• PROBLEM REQUIREMENTS:
Put the lines from the first one below through the line that contains "[235,431,317,470]" into a JSON list of strings, one string per line, leaving out any blank lines.

• RECORDS PROVIDED:
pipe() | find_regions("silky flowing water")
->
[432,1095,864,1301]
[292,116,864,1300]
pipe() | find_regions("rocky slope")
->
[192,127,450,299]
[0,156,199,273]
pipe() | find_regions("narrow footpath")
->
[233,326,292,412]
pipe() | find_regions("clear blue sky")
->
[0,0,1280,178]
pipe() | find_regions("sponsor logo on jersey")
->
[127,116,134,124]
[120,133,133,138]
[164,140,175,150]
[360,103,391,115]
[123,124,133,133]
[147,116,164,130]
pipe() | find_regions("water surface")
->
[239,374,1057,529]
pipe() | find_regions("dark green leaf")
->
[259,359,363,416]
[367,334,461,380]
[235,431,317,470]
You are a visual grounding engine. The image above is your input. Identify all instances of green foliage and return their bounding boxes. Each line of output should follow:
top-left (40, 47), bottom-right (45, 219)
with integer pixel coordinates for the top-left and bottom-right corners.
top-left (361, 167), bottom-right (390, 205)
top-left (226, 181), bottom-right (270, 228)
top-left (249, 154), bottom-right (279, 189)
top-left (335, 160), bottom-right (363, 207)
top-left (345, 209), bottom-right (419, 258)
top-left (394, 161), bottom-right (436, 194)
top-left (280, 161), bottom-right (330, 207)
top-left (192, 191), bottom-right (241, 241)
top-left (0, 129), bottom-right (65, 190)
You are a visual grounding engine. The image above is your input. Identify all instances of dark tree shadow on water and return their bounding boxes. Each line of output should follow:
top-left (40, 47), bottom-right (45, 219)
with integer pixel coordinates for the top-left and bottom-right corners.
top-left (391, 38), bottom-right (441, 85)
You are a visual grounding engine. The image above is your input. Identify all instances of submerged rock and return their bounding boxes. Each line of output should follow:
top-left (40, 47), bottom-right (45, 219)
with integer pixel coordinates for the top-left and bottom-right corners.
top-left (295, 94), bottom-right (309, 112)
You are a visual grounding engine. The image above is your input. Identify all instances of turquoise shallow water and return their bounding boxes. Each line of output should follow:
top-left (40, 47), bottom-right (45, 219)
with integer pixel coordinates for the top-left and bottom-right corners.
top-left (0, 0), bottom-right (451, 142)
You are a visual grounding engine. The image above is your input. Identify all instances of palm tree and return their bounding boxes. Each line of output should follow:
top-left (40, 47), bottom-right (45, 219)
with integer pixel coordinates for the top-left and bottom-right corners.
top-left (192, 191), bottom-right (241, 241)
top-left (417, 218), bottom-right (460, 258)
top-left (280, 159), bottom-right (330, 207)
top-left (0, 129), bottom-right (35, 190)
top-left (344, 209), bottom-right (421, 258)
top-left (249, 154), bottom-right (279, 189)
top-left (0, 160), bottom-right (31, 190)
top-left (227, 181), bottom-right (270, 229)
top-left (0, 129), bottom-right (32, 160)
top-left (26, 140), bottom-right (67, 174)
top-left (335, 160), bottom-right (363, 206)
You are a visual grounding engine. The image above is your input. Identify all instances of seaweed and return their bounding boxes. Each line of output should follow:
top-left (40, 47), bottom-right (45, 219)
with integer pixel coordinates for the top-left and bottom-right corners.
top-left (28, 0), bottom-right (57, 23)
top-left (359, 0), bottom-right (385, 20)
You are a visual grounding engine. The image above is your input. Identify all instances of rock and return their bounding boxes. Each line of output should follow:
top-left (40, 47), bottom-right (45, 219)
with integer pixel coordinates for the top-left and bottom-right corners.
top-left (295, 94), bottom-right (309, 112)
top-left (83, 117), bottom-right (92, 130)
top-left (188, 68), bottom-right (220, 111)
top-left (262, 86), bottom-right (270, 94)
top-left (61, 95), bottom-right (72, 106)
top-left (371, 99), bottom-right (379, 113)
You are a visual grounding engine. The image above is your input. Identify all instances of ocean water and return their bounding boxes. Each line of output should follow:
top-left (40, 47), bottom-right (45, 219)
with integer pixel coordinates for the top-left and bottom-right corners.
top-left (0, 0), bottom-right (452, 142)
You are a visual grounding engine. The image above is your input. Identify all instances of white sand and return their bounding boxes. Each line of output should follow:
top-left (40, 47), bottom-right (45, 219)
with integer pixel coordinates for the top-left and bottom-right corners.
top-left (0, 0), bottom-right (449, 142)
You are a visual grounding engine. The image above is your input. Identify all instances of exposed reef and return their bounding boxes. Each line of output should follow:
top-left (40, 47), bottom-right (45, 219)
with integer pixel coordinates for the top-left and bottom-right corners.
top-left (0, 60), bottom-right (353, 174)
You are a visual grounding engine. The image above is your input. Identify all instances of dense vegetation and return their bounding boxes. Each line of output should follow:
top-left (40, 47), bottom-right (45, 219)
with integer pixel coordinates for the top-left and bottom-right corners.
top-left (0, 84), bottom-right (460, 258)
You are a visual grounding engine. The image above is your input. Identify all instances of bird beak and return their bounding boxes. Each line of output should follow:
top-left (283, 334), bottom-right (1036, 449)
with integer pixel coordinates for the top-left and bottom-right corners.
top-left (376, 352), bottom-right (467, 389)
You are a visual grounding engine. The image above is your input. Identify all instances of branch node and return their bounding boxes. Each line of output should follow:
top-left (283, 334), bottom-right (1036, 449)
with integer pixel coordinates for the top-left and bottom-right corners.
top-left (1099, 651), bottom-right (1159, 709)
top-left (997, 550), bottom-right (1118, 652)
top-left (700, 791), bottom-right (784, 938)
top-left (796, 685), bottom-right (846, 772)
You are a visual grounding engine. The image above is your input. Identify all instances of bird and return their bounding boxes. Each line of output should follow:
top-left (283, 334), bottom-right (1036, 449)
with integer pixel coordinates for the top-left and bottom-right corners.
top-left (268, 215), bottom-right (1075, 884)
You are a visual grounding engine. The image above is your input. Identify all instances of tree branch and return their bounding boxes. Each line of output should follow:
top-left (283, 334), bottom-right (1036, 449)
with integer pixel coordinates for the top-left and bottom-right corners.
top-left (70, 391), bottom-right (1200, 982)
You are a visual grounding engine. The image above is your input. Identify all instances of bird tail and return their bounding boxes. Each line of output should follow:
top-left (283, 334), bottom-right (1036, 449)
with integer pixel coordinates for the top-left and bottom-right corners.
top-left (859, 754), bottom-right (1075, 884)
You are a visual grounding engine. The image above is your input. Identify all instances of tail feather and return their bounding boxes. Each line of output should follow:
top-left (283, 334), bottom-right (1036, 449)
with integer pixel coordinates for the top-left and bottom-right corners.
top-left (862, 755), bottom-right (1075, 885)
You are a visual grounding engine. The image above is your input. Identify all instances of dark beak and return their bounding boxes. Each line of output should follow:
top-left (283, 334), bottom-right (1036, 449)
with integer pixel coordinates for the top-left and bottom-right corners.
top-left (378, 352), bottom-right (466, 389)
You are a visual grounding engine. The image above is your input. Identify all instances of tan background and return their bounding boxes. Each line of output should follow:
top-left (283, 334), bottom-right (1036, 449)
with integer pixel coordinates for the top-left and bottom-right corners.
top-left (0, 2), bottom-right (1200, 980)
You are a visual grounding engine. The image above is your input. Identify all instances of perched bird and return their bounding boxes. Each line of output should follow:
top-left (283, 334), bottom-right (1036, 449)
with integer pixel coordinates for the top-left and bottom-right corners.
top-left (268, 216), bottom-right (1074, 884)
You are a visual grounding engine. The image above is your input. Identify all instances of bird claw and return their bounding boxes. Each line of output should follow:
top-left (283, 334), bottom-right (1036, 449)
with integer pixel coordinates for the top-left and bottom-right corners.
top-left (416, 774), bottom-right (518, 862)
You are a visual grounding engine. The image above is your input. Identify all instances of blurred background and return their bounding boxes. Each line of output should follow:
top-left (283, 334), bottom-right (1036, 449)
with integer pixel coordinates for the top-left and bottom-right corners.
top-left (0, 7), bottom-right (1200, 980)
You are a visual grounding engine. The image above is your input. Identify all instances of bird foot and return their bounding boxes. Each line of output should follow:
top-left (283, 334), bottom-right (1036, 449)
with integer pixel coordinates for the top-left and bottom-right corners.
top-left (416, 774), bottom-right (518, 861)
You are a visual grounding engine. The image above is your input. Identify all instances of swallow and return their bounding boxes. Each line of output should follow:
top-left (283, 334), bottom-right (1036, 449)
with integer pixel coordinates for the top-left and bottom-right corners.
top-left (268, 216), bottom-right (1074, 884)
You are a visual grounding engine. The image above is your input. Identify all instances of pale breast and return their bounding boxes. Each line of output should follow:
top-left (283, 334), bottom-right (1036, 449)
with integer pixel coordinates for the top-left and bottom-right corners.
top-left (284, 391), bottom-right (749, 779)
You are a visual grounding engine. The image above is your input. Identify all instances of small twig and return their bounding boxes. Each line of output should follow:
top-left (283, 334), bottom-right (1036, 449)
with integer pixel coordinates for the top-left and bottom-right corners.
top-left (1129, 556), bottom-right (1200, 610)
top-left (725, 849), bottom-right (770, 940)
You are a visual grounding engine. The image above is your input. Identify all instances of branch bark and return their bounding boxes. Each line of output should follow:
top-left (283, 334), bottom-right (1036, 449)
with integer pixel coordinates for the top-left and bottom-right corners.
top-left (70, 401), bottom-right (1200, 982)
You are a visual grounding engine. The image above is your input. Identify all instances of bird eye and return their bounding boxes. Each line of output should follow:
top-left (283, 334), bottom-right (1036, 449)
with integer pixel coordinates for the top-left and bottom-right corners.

• FINAL RESULT:
[
  "pipe() | find_regions(\"silky flowing water\")",
  "->",
  "[432,1095,864,1301]",
  "[292,116,864,1300]",
  "pipe() | find_regions(\"rocky slope\")",
  "->",
  "[192,127,450,299]",
  "[0,156,199,273]",
  "pipe() | find_regions(\"narrow footpath\")",
  "->",
  "[233,326,292,412]",
  "pipe() | find_regions(\"clear blue sky\")",
  "->",
  "[0,0,1280,178]",
  "pipe() | find_regions(\"sponsor logo on jersey\")",
  "->",
  "[127,116,134,124]",
  "[120,133,133,138]",
  "[164,140,175,150]",
  "[360,103,391,115]",
  "[123,124,133,133]",
  "[147,116,164,130]",
  "pipe() | find_regions(\"water surface\")",
  "->",
  "[239,374,1057,529]",
  "pipe() | find_regions(\"dark green leaf\")",
  "->",
  "[259,359,363,416]",
  "[367,334,461,380]",
  "[235,431,317,470]"
]